Where the word "pickup" shows up in the entries below, please copy the whole line.

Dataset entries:
----

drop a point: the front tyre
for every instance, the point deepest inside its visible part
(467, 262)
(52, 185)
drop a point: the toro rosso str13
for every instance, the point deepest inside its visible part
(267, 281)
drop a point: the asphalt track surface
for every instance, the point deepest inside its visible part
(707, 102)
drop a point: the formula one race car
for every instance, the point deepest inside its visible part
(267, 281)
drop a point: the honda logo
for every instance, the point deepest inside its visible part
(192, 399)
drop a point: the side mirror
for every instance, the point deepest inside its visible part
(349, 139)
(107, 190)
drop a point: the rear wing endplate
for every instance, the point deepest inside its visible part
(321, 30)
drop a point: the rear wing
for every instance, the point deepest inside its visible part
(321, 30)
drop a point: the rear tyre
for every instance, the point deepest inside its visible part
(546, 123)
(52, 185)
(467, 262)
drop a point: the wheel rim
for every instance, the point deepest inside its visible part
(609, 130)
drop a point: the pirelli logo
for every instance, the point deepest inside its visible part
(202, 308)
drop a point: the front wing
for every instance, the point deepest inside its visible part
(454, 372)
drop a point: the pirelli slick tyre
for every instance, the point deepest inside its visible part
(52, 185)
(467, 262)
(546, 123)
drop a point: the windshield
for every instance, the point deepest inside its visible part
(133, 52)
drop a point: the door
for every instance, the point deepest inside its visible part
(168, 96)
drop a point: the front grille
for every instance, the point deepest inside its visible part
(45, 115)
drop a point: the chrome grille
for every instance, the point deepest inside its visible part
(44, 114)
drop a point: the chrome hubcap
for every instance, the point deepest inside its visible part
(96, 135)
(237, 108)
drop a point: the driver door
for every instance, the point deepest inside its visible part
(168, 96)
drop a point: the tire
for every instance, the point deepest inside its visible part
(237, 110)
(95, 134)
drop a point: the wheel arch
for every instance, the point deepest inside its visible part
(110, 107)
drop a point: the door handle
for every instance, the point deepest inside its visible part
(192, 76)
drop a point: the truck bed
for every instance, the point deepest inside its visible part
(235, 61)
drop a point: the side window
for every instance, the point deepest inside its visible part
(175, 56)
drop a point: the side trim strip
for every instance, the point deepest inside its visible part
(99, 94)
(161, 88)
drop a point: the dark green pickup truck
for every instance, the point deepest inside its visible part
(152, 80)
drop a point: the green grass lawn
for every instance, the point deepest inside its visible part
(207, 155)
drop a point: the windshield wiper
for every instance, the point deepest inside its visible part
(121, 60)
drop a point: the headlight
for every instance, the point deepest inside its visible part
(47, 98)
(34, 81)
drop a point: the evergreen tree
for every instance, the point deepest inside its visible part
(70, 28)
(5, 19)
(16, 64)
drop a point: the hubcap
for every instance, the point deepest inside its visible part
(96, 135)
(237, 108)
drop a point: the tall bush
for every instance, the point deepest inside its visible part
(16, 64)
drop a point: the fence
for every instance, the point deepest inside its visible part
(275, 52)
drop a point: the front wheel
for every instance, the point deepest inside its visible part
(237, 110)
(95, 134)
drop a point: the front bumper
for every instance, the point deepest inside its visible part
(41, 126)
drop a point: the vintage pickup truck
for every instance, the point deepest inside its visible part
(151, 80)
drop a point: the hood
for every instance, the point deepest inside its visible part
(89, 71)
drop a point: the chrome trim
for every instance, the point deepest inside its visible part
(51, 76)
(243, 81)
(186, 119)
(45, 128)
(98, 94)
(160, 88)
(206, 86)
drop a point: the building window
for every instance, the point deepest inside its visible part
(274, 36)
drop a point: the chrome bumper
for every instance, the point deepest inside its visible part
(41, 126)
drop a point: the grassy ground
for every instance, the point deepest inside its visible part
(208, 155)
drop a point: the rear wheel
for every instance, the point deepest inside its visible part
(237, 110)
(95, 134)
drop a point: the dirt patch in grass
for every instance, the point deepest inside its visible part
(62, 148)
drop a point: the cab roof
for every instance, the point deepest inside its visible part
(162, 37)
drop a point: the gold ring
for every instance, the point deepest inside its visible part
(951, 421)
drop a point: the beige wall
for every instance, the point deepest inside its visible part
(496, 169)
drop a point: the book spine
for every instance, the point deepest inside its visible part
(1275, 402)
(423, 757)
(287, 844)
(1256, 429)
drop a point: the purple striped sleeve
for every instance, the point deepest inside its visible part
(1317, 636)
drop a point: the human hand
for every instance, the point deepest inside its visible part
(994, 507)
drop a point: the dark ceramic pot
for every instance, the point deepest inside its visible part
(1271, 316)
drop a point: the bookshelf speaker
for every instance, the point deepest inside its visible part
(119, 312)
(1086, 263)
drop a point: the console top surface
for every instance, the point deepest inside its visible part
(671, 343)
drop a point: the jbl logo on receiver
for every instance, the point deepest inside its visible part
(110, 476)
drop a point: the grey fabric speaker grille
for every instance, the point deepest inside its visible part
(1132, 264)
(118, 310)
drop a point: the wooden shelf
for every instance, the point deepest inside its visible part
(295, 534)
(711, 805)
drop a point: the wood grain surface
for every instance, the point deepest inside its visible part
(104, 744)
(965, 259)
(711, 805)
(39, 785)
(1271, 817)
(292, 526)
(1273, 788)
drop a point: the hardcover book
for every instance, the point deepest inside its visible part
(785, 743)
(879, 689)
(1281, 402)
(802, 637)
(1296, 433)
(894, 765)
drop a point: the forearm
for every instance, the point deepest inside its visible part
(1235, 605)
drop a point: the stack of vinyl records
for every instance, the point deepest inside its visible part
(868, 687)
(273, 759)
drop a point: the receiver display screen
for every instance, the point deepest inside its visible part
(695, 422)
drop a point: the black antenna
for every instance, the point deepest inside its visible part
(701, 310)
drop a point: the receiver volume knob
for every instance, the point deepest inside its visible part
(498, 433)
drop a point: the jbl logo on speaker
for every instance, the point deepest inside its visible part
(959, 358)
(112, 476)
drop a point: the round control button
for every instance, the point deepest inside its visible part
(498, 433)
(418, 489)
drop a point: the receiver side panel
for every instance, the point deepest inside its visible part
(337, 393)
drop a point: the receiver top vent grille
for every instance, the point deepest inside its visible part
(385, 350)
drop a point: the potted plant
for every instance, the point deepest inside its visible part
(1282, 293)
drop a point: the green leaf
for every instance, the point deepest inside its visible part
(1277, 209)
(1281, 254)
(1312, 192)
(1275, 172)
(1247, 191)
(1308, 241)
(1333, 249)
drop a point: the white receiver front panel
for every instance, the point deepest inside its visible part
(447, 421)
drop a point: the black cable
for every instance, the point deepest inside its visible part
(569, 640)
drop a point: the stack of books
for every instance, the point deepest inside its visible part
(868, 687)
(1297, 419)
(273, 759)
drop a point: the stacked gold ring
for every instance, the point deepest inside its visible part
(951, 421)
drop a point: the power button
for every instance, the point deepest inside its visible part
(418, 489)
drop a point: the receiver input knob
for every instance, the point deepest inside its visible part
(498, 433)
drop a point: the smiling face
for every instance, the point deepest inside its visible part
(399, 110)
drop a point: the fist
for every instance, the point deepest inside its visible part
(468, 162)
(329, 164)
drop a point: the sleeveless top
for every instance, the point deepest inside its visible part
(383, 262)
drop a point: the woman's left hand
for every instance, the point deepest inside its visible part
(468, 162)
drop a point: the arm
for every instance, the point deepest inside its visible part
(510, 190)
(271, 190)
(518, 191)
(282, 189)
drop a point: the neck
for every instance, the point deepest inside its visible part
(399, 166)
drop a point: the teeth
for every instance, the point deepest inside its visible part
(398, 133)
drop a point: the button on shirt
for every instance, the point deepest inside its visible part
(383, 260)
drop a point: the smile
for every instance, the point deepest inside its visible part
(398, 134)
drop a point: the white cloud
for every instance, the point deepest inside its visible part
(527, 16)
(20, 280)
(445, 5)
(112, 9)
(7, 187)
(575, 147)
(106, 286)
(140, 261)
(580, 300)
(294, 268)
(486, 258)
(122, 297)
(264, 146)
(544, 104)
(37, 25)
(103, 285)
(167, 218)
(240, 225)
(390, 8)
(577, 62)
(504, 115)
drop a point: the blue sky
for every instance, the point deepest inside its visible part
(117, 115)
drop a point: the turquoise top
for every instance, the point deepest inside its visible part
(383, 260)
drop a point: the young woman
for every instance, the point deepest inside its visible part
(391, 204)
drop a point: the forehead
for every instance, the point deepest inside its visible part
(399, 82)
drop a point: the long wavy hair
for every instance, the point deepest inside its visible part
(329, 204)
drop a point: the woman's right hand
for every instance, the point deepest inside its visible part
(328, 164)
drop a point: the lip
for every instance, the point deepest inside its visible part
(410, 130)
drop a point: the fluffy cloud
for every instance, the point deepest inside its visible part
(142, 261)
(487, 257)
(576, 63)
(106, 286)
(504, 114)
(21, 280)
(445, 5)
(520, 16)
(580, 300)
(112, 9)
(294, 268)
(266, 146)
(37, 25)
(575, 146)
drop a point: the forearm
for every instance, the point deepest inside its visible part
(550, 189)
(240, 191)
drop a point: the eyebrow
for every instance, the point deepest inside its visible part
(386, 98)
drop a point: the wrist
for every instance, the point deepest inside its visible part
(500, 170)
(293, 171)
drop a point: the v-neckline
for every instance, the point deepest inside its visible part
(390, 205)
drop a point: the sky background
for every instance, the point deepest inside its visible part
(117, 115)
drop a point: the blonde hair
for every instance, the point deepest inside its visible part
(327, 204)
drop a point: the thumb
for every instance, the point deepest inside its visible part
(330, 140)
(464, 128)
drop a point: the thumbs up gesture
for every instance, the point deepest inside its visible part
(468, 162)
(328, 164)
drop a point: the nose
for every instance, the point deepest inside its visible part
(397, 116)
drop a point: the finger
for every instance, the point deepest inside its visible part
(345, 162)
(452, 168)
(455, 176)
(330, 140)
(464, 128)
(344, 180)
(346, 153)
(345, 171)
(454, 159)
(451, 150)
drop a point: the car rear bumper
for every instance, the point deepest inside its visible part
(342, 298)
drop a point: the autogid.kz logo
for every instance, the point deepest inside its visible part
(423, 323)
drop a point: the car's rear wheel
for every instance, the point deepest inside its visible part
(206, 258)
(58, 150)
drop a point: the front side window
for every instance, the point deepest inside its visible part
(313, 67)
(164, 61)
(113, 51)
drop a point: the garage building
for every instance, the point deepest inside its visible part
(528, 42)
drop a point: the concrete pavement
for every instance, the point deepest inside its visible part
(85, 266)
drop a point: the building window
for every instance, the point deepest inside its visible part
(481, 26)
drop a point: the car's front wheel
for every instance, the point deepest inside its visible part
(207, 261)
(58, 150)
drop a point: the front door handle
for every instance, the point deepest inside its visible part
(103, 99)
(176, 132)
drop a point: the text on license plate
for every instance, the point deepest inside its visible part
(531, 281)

----

● Output for this exercise
drop a point: the dark green pickup truck
drop a point: the vintage pickup truck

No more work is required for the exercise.